Don Goodman, the director of the Kanapaha Botanical Gardens, was weeding a water lily garden Monday when the 11-foot alligator bit his arm off from just below his elbow, said Justin Lagotic, spokesman for Alachua County Fire Rescue.

About an hour after the attack, wildlife officials harpooned the male alligator, known as Mo-Jo by garden employees, said John Duncan, an officer with the Florida Fish and Wildlife Conservation Commission.

Authorities shot the alligator and slit its stomach open, finding Goodman’s arm inside. The arm was taken to Shands Hospital at the University of Florida but doctors could not reattach it, botanical garden spokeswoman Barbara Bennett said.

Goodman was in fair condition Tuesday, hospital officials said.

``When I saw him, there is a certain degree of shock,″ said Dr. Larry Chidgey, an orthopedic surgeon at Shands. ``He was pretty fuzzy about the details.″

The gator probably attacked because it mistook Goodman’s hand for another animal, said Gabe Duclos, a gardener at Kanapaha.

Goodman has been the director of the gardens since 1978. It was the first alligator attack at the 62-acre park, owned by Alachua County and maintained by the North Florida Botanical Society.

There have been five reported alligator attacks in Florida this year, but no deaths. Since 1948, there have been 300 attacks; 12 were fatal.

Florida’s last fatal alligator attack was in September 2001, when an 81-year-old man bled to death after his right leg was bitten off below the knee.

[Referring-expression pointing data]
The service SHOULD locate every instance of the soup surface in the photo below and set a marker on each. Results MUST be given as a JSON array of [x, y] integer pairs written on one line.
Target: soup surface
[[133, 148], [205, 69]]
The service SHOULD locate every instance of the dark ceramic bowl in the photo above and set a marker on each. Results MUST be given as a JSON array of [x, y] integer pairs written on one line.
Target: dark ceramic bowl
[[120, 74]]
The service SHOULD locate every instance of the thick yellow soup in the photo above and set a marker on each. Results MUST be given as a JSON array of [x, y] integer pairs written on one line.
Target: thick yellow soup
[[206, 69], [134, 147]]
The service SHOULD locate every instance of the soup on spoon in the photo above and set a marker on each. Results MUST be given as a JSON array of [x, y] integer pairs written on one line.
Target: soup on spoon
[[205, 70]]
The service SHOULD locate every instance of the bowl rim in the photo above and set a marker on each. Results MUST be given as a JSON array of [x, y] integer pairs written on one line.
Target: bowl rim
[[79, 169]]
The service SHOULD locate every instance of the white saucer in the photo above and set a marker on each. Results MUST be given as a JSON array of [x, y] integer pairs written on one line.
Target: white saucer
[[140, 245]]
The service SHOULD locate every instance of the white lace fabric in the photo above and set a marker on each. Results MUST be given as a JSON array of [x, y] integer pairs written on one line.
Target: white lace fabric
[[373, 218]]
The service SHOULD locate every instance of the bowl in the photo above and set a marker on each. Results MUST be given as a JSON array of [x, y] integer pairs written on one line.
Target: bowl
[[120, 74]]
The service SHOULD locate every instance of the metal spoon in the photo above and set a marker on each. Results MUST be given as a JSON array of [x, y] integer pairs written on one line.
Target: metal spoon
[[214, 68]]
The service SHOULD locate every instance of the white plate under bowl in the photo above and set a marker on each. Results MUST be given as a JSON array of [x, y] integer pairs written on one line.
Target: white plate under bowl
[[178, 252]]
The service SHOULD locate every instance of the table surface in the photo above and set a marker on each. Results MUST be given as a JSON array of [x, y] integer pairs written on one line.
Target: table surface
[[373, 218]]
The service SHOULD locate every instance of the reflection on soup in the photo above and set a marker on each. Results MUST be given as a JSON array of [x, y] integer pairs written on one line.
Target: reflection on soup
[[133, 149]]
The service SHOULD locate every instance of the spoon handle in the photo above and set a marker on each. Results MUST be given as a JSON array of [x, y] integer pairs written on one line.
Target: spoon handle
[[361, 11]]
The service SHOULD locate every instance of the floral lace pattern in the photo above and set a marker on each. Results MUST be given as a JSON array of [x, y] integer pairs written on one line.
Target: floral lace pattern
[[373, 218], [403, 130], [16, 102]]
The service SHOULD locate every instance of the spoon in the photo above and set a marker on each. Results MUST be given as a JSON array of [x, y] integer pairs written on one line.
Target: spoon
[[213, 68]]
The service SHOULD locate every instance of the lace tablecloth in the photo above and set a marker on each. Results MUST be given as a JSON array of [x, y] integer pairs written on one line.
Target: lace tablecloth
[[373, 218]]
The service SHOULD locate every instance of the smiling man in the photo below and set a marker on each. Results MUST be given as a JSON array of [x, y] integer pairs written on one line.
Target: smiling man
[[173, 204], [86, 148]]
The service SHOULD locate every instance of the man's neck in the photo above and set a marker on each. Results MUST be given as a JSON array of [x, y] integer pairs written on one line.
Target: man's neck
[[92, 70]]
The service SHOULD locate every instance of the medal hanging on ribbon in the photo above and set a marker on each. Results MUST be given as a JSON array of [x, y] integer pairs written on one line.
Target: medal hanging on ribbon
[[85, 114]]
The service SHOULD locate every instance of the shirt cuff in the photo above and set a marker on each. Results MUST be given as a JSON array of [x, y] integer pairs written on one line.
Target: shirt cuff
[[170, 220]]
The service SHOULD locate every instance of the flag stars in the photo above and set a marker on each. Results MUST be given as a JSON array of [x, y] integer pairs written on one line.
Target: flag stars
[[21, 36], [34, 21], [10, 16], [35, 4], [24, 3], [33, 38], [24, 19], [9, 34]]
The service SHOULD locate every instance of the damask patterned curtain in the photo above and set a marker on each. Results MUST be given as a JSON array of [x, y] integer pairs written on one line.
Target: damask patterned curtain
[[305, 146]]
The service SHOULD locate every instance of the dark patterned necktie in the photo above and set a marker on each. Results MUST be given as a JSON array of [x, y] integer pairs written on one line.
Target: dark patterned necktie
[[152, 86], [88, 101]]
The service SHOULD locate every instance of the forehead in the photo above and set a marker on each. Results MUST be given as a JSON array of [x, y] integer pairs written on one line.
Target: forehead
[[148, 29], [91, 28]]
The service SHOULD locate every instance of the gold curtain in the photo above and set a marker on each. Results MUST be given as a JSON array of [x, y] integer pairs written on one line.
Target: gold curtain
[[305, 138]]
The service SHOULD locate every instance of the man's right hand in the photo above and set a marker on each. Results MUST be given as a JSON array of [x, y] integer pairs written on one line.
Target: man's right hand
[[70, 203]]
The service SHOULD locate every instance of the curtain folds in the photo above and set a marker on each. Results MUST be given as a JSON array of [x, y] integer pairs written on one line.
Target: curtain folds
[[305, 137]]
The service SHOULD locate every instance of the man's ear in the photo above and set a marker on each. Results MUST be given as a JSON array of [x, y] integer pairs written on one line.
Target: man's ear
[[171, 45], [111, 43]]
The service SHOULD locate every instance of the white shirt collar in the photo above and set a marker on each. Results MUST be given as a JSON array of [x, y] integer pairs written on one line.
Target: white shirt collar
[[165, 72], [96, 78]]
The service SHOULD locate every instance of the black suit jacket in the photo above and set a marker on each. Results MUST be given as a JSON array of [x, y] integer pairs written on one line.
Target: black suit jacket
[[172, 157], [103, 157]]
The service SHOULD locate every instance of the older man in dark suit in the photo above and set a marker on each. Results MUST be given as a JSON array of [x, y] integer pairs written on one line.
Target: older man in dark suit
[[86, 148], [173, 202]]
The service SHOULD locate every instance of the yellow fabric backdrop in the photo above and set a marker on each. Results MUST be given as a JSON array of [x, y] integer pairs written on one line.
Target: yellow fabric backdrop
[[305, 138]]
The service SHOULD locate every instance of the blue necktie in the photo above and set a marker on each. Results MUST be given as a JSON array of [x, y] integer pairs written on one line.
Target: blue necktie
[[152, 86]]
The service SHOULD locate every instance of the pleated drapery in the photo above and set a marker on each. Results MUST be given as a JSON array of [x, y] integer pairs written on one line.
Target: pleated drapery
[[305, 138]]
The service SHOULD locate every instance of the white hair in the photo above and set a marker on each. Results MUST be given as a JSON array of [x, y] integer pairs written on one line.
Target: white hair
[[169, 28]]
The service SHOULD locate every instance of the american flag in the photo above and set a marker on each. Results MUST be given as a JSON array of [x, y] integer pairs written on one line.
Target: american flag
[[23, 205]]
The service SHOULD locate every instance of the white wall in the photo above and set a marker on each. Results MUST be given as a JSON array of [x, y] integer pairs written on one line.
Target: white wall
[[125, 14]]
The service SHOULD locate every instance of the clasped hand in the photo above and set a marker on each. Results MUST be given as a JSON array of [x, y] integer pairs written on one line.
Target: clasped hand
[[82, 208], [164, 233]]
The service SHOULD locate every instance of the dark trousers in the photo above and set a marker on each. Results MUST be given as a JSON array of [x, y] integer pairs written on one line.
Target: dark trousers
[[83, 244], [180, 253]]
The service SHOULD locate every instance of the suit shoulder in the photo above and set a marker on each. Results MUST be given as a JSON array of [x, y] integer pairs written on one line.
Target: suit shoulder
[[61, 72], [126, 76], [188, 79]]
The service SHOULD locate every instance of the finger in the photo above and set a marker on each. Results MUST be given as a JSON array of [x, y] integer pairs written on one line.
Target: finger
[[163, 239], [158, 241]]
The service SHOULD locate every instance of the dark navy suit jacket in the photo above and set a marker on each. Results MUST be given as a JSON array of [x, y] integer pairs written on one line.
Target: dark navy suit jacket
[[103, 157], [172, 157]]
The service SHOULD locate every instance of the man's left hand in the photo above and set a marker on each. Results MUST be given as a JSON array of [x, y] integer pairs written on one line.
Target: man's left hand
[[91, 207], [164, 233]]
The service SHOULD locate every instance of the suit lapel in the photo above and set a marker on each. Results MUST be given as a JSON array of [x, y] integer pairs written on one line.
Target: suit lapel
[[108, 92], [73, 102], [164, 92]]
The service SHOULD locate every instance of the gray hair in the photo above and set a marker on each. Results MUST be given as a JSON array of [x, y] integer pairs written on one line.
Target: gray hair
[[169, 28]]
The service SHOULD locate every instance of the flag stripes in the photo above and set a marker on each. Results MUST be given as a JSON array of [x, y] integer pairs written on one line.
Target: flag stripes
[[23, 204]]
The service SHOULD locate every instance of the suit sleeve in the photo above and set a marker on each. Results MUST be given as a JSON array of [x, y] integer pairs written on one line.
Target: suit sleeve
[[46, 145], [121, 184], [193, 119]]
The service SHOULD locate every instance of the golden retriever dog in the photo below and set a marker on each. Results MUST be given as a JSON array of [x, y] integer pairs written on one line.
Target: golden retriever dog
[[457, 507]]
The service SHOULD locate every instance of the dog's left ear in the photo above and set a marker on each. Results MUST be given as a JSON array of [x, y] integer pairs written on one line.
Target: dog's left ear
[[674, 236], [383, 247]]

== EXERCISE REQUIREMENTS ==
A: According to the alligator attack report, why did the gator probably attack Goodman? Answer in one to three sentences.
B: Reproduce the alligator attack report word for word from "Goodman has been" to "12 were fatal.".
These lines have nothing to do with the alligator attack report.

== RESPONSES BY ITEM NUMBER ==
A: The gator probably attacked because it mistook Goodman's hand for another animal. Gabe Duclos, a gardener at Kanapaha, gave this explanation.

B:
Goodman has been the director of the gardens since 1978. It was the first alligator attack at the 62-acre park, owned by Alachua County and maintained by the North Florida Botanical Society.

There have been five reported alligator attacks in Florida this year, but no deaths. Since 1948, there have been 300 attacks; 12 were fatal.